(Beginning of Data listing)

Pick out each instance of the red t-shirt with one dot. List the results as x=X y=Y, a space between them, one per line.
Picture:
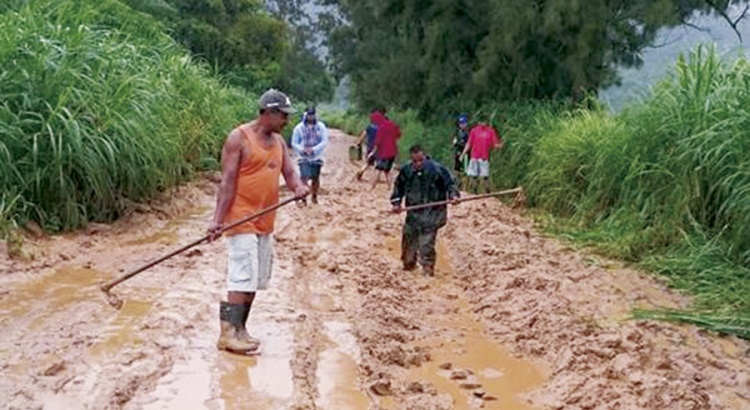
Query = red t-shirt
x=386 y=140
x=482 y=139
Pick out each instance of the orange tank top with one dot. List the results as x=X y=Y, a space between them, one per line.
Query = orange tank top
x=257 y=185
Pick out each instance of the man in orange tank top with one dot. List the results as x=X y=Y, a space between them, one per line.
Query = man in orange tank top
x=252 y=159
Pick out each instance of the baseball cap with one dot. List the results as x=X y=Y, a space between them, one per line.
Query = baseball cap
x=276 y=100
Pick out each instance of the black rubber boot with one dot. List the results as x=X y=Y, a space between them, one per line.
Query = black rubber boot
x=234 y=337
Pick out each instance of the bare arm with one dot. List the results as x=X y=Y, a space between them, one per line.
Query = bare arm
x=231 y=154
x=467 y=147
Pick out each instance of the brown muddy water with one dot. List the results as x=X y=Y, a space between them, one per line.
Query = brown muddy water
x=512 y=320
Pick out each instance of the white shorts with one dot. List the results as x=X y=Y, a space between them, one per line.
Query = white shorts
x=250 y=262
x=478 y=168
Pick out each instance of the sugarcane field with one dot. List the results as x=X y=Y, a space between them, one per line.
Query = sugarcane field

(End of Data listing)

- Exercise instructions
The answer should be a single number: the count of lines in the records that hold the string "field".

- Written answer
2